- How to complete this task:
Pull every line that includes the word "foot" out of the data below and copy it.

- Records shown:
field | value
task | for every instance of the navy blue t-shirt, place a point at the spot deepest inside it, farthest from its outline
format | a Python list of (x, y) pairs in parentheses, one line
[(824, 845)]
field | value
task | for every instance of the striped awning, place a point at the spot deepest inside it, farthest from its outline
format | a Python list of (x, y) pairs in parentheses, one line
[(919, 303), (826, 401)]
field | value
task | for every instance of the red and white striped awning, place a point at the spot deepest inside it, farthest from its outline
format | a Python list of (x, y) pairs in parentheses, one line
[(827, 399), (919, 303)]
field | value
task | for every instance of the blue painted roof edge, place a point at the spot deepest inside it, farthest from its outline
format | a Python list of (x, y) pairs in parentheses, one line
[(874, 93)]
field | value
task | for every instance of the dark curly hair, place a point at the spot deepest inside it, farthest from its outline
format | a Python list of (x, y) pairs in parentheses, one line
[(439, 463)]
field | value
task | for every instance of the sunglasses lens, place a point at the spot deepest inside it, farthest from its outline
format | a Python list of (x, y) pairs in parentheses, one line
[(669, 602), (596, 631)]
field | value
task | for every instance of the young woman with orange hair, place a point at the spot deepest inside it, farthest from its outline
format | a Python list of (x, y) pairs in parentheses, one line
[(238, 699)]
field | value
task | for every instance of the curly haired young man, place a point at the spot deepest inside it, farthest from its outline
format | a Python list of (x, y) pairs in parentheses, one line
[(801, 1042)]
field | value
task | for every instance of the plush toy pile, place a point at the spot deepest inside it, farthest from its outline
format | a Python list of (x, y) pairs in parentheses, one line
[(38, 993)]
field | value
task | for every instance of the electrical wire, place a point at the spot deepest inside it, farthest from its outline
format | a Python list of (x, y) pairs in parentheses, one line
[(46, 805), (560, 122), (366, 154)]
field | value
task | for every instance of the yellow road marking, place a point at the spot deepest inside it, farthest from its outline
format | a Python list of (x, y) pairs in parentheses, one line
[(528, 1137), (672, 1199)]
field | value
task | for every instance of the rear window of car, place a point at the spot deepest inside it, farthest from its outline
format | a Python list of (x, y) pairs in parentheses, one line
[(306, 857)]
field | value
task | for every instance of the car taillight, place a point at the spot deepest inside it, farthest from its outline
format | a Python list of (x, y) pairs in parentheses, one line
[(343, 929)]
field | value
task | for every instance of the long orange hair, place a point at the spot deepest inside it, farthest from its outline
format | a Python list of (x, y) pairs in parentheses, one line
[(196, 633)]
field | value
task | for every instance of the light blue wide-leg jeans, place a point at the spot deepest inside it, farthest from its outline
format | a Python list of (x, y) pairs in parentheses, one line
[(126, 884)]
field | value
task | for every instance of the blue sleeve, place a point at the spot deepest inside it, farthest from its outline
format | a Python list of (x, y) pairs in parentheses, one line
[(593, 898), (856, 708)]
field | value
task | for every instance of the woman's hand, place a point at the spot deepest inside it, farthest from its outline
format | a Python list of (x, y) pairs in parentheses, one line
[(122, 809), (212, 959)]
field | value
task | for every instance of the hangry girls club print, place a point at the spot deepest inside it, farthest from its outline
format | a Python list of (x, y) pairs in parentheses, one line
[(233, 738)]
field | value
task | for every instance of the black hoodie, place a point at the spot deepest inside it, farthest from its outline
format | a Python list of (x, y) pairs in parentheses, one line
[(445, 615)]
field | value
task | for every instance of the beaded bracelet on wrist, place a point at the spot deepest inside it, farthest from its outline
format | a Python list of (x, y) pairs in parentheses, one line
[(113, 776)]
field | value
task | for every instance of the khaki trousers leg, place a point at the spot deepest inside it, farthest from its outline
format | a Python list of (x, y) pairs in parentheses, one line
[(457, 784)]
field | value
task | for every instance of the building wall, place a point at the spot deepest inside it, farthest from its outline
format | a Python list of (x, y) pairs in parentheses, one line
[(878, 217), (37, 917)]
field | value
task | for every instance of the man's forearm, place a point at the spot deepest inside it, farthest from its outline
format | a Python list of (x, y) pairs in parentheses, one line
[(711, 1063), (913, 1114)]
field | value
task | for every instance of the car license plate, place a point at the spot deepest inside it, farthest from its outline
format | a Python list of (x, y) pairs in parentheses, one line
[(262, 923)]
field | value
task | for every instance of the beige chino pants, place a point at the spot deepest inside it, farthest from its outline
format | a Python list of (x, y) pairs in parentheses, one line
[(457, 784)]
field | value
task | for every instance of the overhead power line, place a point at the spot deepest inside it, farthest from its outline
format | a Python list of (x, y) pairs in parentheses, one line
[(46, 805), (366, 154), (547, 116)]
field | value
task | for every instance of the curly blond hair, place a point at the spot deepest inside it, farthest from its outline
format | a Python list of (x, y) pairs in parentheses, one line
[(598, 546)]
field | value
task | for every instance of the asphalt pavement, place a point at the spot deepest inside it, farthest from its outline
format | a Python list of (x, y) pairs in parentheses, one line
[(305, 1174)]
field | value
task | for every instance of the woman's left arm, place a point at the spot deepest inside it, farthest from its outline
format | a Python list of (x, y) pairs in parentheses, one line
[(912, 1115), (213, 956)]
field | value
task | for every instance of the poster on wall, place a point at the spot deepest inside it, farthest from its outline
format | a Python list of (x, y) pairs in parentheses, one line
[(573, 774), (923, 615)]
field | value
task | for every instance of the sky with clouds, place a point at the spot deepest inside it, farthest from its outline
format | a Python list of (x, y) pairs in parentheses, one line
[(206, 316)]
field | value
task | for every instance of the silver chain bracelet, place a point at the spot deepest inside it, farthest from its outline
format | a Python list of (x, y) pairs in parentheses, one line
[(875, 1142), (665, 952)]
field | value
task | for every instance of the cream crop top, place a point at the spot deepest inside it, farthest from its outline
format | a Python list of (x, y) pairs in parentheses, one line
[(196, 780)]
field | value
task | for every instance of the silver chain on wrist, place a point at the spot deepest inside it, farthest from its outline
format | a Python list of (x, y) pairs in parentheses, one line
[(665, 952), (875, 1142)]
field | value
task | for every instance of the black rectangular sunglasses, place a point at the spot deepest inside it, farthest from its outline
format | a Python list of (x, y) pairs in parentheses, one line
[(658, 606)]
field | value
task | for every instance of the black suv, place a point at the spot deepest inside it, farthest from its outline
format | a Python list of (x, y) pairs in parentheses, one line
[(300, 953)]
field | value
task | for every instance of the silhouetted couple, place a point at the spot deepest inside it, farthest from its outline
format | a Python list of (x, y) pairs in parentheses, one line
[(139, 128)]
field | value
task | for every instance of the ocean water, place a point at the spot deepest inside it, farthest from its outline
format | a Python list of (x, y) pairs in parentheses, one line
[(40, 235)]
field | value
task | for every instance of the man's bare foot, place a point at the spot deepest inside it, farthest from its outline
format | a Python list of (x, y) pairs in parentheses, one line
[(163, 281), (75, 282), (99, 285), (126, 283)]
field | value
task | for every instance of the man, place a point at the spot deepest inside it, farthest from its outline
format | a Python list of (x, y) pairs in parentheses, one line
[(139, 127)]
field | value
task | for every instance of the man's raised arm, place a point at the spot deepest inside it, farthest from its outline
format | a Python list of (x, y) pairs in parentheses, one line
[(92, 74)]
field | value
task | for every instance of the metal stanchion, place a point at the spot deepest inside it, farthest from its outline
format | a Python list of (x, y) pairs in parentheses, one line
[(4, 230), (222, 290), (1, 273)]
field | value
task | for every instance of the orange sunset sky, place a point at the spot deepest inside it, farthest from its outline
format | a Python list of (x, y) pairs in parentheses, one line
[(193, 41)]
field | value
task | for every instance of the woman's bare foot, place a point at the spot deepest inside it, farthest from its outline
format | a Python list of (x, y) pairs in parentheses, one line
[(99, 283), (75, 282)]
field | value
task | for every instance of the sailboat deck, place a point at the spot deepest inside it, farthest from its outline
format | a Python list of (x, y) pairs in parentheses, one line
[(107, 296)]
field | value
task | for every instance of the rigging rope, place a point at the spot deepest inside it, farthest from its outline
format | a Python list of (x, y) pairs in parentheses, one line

- Response to the exercise:
task | for every instance of the man's bare foot, place a point at the spot deepest inside it, farthest from its outline
task | for every instance of the woman's bare foot, place a point at the spot deepest inside it, farthest from its outline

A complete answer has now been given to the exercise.